• _Records of labeled points_:
##############################
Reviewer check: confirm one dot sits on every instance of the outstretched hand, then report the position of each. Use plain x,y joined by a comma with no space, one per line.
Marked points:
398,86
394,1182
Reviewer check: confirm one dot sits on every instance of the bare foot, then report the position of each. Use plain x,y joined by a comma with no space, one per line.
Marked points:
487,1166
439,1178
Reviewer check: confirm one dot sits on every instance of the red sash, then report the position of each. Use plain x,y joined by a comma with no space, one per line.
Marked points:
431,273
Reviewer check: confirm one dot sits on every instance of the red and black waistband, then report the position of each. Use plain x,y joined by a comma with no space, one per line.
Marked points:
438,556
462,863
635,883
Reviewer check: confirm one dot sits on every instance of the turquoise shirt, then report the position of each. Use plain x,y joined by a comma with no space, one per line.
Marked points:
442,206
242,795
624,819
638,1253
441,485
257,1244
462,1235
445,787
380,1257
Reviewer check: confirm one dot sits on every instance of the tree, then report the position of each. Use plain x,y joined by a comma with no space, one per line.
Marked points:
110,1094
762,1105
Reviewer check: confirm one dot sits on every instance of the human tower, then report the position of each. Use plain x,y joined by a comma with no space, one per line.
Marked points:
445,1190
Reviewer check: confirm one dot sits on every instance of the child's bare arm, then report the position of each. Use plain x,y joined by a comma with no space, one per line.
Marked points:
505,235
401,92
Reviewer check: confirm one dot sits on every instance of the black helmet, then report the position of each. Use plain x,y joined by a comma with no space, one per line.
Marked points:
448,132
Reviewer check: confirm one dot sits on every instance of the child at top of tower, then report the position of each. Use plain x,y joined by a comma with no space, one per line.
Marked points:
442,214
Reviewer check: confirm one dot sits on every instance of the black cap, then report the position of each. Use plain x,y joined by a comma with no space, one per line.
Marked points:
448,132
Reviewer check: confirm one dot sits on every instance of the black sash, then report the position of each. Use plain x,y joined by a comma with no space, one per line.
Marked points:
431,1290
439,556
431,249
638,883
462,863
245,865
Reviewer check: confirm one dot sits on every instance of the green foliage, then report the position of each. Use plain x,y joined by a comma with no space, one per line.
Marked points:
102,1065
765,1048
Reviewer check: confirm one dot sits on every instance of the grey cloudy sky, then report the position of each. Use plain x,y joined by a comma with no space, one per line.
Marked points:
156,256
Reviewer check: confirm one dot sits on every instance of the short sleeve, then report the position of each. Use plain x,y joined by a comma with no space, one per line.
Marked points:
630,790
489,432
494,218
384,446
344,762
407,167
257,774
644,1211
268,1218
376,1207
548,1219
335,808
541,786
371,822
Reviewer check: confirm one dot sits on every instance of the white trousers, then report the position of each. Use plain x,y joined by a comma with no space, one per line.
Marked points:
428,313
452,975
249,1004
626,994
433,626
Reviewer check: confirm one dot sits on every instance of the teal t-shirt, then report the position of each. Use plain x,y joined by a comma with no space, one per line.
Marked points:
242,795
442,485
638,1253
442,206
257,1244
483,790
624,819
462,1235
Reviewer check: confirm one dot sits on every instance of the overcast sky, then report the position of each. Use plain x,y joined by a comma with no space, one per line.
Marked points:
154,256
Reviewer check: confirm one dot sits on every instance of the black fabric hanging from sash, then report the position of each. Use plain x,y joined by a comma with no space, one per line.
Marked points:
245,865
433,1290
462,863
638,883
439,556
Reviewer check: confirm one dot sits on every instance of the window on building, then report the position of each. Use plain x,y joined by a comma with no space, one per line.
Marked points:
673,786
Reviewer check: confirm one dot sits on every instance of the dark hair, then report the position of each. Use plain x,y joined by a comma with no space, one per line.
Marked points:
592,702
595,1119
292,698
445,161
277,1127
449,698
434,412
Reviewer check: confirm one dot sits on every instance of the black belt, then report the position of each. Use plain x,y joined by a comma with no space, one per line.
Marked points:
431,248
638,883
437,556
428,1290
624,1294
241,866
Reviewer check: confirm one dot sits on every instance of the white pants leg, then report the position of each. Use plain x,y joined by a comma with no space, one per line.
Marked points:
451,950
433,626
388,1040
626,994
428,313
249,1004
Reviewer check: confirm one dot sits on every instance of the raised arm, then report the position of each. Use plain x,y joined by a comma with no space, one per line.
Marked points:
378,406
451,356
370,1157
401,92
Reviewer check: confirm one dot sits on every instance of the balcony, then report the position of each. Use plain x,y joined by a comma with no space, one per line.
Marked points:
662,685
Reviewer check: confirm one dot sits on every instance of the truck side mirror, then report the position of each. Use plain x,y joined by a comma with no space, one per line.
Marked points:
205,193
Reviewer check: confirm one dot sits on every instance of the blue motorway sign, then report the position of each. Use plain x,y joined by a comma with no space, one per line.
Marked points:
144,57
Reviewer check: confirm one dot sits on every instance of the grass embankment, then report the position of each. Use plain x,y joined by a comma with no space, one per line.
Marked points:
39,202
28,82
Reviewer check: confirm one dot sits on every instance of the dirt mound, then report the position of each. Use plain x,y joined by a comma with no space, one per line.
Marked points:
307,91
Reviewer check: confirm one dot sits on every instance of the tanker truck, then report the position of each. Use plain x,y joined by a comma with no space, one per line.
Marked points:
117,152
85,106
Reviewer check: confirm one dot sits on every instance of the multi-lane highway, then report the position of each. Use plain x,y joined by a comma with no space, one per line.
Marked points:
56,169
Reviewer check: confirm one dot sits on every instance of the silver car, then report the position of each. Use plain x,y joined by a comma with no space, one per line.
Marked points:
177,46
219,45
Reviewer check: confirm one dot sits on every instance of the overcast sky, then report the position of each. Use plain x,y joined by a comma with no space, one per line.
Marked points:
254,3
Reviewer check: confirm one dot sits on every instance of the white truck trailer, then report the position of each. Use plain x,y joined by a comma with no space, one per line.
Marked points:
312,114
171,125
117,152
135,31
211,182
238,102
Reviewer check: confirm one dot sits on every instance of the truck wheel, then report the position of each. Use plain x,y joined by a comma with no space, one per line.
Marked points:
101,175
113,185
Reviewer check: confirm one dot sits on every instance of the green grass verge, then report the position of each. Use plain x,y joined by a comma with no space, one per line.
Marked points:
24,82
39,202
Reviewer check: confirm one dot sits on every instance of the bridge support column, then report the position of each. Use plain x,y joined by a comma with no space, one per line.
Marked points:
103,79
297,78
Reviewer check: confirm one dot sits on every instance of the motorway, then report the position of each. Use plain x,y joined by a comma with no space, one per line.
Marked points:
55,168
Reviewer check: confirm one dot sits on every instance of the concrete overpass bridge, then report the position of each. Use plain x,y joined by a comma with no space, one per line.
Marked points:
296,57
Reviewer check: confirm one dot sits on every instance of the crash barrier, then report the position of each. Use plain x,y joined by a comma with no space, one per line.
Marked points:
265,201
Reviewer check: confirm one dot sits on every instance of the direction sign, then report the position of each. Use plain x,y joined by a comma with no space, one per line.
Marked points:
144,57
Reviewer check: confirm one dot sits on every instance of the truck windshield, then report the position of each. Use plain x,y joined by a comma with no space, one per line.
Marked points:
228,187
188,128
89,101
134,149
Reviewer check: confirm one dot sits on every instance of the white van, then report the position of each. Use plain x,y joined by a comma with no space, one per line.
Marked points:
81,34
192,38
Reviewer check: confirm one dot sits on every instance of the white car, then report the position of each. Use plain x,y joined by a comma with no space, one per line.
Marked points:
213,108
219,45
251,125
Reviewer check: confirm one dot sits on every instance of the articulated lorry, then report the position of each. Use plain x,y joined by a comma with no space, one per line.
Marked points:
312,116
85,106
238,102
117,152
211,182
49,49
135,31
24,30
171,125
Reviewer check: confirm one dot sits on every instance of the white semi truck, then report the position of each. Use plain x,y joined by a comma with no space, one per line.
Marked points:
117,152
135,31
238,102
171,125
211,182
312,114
##############################
• _To be done_: Reproduce exactly the lines from the one containing "white car, then" through the last line of the records above, including both, and nothing else.

• _Task answer_:
Reviewer check: confirm one dot sits on every instance of the white car, then report the position of each. Use plain x,y joined by a comma with no space, one per line.
Marked points:
213,108
219,45
251,125
Reviewer check: confirm one dot sits on every instance of the articulated lorry, then report the position of each. Use plain x,y joined by a comma with no space, one per line.
Marked points:
312,116
85,106
238,102
117,152
211,182
49,49
135,31
24,30
171,125
Reviewer check: confirm one dot sits on every instance of the white semi truck, then report the position of each. Use plain x,y joined by a comma with no space, one per line.
Marked points:
117,152
135,31
238,102
171,125
211,182
312,114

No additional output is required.